(Data listing)
--------------------------------

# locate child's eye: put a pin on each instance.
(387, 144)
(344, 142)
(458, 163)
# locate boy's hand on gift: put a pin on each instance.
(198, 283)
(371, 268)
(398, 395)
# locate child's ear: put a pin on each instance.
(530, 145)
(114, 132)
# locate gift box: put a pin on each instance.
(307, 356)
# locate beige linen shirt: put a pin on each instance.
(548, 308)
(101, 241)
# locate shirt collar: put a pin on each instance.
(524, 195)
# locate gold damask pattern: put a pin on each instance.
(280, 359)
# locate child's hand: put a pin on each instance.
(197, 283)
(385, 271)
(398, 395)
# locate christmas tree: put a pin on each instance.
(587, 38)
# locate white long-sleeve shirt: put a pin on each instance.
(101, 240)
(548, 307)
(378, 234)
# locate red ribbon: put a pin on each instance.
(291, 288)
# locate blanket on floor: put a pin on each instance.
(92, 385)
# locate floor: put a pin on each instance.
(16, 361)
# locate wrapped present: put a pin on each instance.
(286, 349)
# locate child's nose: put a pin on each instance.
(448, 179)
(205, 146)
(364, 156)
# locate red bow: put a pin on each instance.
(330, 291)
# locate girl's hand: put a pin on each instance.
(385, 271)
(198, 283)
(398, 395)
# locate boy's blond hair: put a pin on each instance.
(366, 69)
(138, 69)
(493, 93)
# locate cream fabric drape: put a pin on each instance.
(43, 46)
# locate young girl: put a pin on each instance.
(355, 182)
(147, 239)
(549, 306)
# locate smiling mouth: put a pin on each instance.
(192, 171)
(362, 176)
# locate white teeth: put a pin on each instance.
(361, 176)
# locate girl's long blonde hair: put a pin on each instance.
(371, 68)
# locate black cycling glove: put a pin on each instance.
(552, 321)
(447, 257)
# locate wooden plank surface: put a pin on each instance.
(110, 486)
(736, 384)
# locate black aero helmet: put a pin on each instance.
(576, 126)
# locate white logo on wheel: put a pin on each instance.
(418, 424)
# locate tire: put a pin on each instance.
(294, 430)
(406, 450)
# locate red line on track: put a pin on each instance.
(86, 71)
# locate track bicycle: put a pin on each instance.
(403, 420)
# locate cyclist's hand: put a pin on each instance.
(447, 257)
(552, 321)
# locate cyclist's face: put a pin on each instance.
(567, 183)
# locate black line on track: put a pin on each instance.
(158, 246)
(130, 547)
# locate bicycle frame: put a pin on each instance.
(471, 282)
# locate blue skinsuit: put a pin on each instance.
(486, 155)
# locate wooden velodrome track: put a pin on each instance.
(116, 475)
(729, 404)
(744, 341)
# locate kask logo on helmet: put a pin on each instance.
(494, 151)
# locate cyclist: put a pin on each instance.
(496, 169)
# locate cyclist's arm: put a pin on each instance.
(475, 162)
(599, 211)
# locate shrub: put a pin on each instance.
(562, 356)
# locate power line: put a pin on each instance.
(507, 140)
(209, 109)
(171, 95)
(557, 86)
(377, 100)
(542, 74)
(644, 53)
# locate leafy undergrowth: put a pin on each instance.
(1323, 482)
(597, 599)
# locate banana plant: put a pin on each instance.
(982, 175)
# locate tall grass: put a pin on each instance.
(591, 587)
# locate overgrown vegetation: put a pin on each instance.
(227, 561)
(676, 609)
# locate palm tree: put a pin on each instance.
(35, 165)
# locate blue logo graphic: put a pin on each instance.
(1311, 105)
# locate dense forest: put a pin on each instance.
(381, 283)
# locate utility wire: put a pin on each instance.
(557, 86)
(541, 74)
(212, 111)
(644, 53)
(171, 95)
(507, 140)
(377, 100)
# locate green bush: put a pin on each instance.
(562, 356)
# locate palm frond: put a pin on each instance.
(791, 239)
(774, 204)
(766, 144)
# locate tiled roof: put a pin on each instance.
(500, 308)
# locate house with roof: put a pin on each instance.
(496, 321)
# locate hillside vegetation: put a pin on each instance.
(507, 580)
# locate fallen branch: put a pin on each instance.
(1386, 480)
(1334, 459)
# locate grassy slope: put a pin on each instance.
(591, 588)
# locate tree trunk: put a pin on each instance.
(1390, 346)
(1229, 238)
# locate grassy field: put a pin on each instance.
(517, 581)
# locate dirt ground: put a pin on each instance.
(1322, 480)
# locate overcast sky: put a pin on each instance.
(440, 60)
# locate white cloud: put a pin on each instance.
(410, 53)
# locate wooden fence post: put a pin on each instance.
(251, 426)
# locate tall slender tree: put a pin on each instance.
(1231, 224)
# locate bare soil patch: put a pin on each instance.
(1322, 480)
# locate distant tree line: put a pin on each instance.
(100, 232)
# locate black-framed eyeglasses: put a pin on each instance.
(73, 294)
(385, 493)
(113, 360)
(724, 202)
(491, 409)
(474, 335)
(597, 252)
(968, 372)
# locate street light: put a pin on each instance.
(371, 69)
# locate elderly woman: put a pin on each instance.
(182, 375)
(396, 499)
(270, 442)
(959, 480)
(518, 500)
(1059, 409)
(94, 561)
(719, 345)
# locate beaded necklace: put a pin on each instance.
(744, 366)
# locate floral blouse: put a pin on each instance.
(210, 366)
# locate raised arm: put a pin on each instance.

--------------------------------

• **SHORT EXERCISE**:
Write out every entry above, word for word.

• **FINAL RESULT**:
# locate child's eye: put a pin on each instance.
(387, 144)
(344, 142)
(458, 163)
# locate boy's hand on gift: put a pin on each instance.
(198, 283)
(371, 268)
(398, 395)
# locate child's ear: put a pin on each instance.
(530, 145)
(114, 132)
# locate gift box: put a pin on each instance.
(307, 356)
# locate beige linen shirt: put a pin on each instance.
(548, 308)
(101, 241)
# locate shirt collar: put a pin on each instance.
(524, 195)
# locate gold damask pattern: put a pin on each instance.
(280, 359)
# locate child's hand: put a pin on each instance.
(197, 283)
(385, 271)
(398, 395)
# locate christmas tree: put a pin on each instance.
(587, 38)
# locate white long-sleeve shirt: put a pin on each instance.
(101, 240)
(548, 307)
(378, 234)
# locate red ribbon: put a pin on each instance.
(291, 288)
# locate blanket on floor: put a pin on each instance.
(92, 385)
# locate floor: put a pin on each instance.
(16, 361)
# locate wrapped present: put a pin on each instance.
(286, 349)
# locate child's nose: put a pin on each instance.
(448, 179)
(205, 146)
(364, 156)
# locate red bow: put a pin on each instance.
(330, 291)
# locate girl's hand: put a pin on each instance.
(385, 271)
(198, 283)
(398, 395)
# locate boy's blond hair: put a pin on each instance.
(366, 69)
(138, 69)
(493, 93)
# locate cream fabric drape: put a pin on each instance.
(43, 46)
# locate young girl: put a pin on each instance.
(355, 182)
(147, 239)
(549, 306)
# locate smiling mouth: put a pin on each instance.
(192, 171)
(362, 176)
# locate white teeth: put a pin on each instance.
(361, 176)
# locate girl's long blonde hair: put a pin on each instance.
(371, 68)
# locate black cycling glove: put a pin on each instance.
(552, 321)
(447, 257)
# locate wooden plank surface: put a pin on each instance.
(110, 486)
(736, 384)
# locate black aero helmet: put a pin on each instance.
(576, 126)
# locate white logo on wheel: put a pin on each instance.
(418, 424)
# locate tire: put a pin on each instance.
(294, 430)
(406, 450)
# locate red line on track: put a pin on each instance.
(86, 71)
# locate track bicycle: put a pin on each instance.
(403, 420)
# locate cyclist's hand: put a pin on each instance.
(447, 257)
(552, 321)
# locate cyclist's face: put a pin on each instance.
(567, 183)
# locate black line on track: put a pin on each instance.
(158, 246)
(130, 547)
# locate bicycle frame: put a pin on each instance.
(471, 282)
# locate blue skinsuit: put a pin on each instance.
(486, 155)
# locate wooden velodrome track: put a pin on each instance.
(116, 475)
(729, 404)
(744, 341)
# locate kask logo on helmet: put a pin on each instance.
(494, 151)
# locate cyclist: put a pin on each instance.
(496, 169)
# locate cyclist's arm: put a pin on each instance.
(475, 162)
(599, 211)
# locate shrub: put a pin on each instance.
(562, 356)
# locate power line: put a pin on each instance.
(507, 140)
(209, 109)
(171, 95)
(557, 86)
(377, 100)
(542, 74)
(644, 53)
# locate leafy undergrowth: put a pin on each instance.
(1323, 482)
(597, 599)
# locate banana plant: put a pin on each instance.
(982, 175)
# locate tall grass: put a pin on each instance.
(591, 587)
# locate overgrown vegetation: put a pin on each instance.
(227, 561)
(676, 609)
# locate palm tree: put a pin on each instance.
(35, 165)
# locate blue logo graphic: put a pin on each instance.
(1311, 105)
# locate dense forest: put a pin on each instance.
(381, 283)
# locate utility wire: put a pin on each instance.
(557, 86)
(541, 74)
(212, 111)
(644, 53)
(171, 95)
(507, 140)
(377, 100)
# locate green bush: put a pin on each instance.
(562, 356)
# locate palm frond: put a pin on each instance.
(791, 239)
(774, 204)
(766, 144)
# locate tiled roof: put a pin on each instance.
(500, 308)
# locate house with roof: put a pin on each instance.
(496, 321)
# locate hillside vegetation: put a pin on each instance.
(507, 580)
# locate fallen branch: put a pin on each instance.
(1386, 480)
(1334, 459)
# locate grassy slope: put a pin on each instance.
(591, 588)
# locate tree trunk: put a pin on each instance.
(1390, 346)
(1229, 238)
# locate grassy field: put a pin on each instance.
(517, 581)
# locate dirt ground: put a pin on each instance.
(1322, 480)
# locate overcast sky: put a pin on each instance.
(440, 60)
# locate white cloud: put a pin on each instance.
(410, 53)
# locate wooden fence post: put a pin on each instance.
(251, 426)
# locate tall slender tree: put a pin on each instance.
(1231, 224)
# locate bare soil patch: put a pin on each instance.
(1322, 480)
# locate distant tree line: put a pin on each instance.
(100, 232)
# locate black-framed eyeglasses: put a pin on each instance.
(73, 294)
(385, 493)
(113, 360)
(724, 202)
(491, 409)
(474, 335)
(597, 252)
(968, 372)
# locate street light: put a pin on each instance.
(371, 69)
# locate elderly woman: put a pin on each instance.
(182, 375)
(396, 499)
(270, 442)
(959, 480)
(518, 500)
(1059, 409)
(94, 561)
(719, 345)
# locate beaded necklace: put a pin on each instance.
(744, 366)
# locate floral blouse: put a pin on each instance.
(210, 366)
# locate raised arm: put a pin on each instance.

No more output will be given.